--- SUPPLIED MATERIAL Enclosed Below ---

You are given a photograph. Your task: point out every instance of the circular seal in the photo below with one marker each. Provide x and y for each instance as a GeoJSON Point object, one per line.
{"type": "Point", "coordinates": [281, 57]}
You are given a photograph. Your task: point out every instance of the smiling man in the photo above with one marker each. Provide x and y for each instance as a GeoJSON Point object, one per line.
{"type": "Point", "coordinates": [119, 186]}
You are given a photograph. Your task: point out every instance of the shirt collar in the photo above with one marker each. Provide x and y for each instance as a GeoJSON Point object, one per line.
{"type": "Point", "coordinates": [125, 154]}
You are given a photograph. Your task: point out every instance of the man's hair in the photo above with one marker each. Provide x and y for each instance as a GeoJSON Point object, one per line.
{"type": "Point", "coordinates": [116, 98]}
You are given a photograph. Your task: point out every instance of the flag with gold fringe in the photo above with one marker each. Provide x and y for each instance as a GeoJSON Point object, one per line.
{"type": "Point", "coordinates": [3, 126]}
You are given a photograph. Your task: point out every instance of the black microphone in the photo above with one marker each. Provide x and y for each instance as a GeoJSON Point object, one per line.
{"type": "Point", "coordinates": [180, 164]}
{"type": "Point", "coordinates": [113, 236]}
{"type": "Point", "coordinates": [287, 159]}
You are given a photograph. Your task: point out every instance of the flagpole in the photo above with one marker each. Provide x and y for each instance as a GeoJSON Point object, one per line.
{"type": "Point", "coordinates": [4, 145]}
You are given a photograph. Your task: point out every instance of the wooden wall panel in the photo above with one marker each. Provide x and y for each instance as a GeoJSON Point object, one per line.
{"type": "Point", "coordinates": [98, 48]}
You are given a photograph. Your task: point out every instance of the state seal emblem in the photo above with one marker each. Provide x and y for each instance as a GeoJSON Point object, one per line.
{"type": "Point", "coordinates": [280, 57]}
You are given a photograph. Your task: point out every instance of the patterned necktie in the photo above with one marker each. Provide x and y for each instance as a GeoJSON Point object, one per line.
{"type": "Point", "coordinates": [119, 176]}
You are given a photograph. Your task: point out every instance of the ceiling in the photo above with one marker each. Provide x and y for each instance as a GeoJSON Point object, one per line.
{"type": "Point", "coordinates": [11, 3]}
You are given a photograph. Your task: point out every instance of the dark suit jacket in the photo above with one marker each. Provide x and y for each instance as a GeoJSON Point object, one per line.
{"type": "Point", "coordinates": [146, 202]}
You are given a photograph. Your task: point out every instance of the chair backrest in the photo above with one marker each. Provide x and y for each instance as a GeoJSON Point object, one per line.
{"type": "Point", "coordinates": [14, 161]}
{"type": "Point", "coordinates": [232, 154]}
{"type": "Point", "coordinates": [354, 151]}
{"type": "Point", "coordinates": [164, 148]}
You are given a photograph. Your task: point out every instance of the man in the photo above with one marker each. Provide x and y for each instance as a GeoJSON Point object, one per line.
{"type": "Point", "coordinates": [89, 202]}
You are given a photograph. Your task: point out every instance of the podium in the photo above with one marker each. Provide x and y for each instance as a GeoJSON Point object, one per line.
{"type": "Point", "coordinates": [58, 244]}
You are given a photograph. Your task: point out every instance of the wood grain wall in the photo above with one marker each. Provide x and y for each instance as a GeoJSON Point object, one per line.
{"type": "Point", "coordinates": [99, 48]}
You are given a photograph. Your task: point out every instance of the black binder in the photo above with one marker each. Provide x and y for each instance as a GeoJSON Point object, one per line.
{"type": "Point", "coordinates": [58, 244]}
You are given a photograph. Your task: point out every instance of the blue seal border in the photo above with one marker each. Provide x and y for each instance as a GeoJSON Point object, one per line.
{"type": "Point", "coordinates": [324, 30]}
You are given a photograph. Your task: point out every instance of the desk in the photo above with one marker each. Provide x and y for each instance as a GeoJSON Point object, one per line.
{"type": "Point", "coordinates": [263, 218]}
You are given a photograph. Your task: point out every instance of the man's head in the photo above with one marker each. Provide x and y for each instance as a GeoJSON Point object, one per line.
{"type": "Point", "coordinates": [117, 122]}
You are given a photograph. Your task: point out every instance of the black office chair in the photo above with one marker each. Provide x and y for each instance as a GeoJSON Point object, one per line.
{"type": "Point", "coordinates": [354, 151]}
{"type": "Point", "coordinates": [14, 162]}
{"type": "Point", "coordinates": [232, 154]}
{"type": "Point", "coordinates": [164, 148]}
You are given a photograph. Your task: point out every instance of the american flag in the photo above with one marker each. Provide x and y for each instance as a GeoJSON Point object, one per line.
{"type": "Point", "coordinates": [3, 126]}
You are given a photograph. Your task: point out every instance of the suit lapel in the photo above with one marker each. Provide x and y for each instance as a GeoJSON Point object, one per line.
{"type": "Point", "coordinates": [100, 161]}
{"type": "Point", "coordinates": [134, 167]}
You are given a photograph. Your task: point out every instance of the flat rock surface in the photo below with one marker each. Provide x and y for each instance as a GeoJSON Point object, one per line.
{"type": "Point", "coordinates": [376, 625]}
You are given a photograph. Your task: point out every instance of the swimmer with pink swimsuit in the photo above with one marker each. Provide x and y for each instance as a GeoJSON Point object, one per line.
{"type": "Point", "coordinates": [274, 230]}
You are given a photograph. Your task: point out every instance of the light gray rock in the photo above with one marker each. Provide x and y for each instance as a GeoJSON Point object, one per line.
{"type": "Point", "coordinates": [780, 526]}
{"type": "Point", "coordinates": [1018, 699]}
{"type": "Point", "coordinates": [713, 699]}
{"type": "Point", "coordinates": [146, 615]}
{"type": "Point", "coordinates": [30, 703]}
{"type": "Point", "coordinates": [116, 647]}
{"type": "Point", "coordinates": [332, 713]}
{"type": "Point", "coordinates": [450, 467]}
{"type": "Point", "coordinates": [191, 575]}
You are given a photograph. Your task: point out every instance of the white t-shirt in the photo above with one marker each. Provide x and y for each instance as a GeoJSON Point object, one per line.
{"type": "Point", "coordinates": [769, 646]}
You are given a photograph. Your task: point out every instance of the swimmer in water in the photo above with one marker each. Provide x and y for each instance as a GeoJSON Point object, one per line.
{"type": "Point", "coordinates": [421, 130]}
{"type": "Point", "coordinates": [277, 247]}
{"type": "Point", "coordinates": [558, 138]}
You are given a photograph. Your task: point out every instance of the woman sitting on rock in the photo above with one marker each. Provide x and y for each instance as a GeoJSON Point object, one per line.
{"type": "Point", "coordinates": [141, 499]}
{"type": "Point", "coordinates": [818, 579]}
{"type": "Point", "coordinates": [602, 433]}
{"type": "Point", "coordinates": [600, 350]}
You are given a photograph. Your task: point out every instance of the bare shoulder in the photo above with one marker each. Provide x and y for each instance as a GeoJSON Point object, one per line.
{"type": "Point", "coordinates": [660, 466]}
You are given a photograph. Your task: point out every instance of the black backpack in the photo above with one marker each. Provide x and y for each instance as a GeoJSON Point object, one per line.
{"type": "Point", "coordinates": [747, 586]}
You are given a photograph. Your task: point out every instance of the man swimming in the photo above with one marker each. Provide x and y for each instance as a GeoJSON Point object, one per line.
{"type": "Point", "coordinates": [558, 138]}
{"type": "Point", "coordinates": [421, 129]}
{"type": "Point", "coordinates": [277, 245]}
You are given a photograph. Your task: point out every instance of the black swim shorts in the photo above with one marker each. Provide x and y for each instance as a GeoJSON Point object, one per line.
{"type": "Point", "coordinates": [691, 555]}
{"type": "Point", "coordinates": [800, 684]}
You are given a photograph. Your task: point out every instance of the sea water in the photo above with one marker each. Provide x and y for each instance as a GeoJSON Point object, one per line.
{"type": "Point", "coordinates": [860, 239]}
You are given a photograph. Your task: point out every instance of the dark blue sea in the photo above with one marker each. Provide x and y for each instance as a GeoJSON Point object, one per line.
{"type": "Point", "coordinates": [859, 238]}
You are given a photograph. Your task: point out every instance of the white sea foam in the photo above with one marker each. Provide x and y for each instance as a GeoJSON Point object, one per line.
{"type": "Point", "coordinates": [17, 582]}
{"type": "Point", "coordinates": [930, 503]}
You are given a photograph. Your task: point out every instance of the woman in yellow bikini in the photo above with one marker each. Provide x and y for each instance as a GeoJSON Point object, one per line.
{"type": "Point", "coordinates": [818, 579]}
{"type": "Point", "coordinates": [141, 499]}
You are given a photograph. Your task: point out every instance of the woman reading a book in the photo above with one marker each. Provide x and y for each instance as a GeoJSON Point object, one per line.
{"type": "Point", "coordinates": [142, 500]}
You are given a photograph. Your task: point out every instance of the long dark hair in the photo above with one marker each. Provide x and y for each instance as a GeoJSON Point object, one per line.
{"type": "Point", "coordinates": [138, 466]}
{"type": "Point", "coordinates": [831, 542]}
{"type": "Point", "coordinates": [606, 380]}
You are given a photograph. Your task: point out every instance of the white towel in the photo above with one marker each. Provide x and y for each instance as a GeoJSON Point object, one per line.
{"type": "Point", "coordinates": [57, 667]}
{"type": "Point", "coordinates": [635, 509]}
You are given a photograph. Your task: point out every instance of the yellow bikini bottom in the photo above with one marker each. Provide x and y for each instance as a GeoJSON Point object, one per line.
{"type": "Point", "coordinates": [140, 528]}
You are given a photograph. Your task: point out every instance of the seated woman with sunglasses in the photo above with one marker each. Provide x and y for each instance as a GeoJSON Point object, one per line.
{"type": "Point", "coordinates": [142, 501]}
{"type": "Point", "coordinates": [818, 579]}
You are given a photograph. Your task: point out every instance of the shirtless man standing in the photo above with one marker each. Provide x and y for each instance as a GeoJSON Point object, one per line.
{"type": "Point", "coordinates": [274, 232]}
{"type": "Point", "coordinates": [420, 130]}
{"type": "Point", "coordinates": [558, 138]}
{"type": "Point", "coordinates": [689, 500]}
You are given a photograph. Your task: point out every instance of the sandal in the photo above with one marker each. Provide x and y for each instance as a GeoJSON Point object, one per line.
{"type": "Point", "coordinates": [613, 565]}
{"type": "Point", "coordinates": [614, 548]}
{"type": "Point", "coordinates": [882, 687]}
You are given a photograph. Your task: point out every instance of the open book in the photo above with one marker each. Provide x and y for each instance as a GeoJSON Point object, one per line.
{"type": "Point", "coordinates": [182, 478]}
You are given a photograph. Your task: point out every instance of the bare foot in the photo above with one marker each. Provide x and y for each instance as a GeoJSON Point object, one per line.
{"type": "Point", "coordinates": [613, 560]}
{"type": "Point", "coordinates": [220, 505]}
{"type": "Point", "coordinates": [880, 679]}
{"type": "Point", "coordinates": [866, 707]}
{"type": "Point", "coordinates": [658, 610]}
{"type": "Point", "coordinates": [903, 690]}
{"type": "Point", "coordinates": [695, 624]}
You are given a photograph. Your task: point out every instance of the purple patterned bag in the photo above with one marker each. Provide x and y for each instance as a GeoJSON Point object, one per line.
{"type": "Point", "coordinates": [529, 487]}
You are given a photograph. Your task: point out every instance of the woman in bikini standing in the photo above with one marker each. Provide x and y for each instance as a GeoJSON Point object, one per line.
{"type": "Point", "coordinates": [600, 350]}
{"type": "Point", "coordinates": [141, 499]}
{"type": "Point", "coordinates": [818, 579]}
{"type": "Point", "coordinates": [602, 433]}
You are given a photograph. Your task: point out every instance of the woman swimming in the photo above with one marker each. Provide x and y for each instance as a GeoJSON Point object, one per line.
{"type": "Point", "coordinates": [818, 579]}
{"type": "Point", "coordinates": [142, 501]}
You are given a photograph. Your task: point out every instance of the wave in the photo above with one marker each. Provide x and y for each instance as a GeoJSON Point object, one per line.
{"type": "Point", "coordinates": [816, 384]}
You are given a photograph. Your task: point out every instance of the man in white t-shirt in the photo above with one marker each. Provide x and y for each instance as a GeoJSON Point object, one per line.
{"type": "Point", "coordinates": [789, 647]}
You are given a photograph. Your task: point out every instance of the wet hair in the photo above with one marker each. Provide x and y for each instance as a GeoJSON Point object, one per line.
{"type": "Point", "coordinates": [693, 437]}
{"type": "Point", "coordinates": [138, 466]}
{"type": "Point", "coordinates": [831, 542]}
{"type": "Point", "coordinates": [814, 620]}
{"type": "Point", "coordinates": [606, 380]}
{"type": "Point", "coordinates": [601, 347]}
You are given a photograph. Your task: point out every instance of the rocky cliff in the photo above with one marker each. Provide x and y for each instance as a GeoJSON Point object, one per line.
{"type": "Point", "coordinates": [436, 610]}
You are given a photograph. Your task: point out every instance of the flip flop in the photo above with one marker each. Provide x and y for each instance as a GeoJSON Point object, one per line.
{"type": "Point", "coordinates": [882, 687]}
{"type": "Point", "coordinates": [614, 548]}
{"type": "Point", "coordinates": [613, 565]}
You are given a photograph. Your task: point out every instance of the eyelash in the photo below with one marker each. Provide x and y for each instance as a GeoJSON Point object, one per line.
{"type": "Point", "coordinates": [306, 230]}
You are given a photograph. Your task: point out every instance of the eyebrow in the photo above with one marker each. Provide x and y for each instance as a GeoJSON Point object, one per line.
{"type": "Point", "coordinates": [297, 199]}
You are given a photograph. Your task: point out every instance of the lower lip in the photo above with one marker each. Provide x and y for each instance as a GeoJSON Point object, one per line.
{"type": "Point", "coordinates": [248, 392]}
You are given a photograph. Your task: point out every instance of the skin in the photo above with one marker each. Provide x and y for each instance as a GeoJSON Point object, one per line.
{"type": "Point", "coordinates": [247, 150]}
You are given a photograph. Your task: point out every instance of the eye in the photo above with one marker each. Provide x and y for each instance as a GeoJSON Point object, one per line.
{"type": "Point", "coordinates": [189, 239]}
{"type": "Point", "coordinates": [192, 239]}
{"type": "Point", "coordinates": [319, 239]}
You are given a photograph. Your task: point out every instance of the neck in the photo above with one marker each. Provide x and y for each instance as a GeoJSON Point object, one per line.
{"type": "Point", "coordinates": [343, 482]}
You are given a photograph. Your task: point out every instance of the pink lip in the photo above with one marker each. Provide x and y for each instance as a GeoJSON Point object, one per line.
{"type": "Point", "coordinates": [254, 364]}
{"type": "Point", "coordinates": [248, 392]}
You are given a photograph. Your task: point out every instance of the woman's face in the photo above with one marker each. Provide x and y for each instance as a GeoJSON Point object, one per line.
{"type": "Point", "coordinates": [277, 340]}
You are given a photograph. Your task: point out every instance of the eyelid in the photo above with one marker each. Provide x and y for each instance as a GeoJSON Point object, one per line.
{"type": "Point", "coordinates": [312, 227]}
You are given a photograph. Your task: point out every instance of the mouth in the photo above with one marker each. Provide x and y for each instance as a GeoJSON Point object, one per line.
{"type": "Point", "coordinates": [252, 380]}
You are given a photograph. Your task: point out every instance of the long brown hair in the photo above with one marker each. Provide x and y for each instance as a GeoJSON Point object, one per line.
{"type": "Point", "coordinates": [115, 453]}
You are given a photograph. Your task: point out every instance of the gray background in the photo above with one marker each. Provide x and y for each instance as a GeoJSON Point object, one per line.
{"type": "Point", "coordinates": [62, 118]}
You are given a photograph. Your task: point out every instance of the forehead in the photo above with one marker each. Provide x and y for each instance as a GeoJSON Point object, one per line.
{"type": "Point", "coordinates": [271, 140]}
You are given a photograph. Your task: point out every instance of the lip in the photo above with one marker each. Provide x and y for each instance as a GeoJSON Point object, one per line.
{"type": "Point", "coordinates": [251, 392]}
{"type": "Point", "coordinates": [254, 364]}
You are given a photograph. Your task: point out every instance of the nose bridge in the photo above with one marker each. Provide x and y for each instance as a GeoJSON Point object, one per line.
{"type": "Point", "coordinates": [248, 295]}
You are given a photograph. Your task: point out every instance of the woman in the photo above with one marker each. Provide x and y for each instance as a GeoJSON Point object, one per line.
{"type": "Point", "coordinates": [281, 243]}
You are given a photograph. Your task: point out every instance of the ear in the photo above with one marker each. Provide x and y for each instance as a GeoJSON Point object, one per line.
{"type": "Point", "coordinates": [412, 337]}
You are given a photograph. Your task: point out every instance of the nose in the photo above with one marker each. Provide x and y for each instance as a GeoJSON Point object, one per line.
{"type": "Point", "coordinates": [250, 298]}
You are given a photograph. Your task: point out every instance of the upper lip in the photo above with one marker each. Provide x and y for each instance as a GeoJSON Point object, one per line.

--- End of Enclosed SUPPLIED MATERIAL ---

- _WORK TO COMPLETE_: Please reproduce the listing word for word, but only from the line that contains "instance of the lip" to its last line, inclusive.

- _YOUR SOLUTION_:
You are given a photograph. Your task: point out every instance of the lip in the photo above with one marker each. Provide x and y for each instance as a GeoJSON Point object, one per line.
{"type": "Point", "coordinates": [251, 392]}
{"type": "Point", "coordinates": [254, 364]}
You are given a photograph. Your task: point out every instance of the nose bridge in the photo above with one marker each. Provide x and y for each instance as a GeoJSON Point object, one per line.
{"type": "Point", "coordinates": [248, 295]}
You are given a photograph. Your task: point out every instance of the woman in the photo above with one marker each. Provide x and y for each instance as a GeoJSON Point object, one per line.
{"type": "Point", "coordinates": [281, 243]}
You are given a photograph. Your task: point out every instance of the ear in the photo above with one marker each. Provide x and y for each instance as a GeoJSON Point object, one per line.
{"type": "Point", "coordinates": [412, 337]}
You are given a photograph. Your task: point out every instance of the nose in the photo above with one marker each. Provide x and y for each instance as a GeoJSON Point object, one per line.
{"type": "Point", "coordinates": [250, 298]}
You are given a photograph. Your task: point out every instance of the upper lip in the photo above with one marker each. Provide x and y for each instance as a GeoJSON Point object, one per line.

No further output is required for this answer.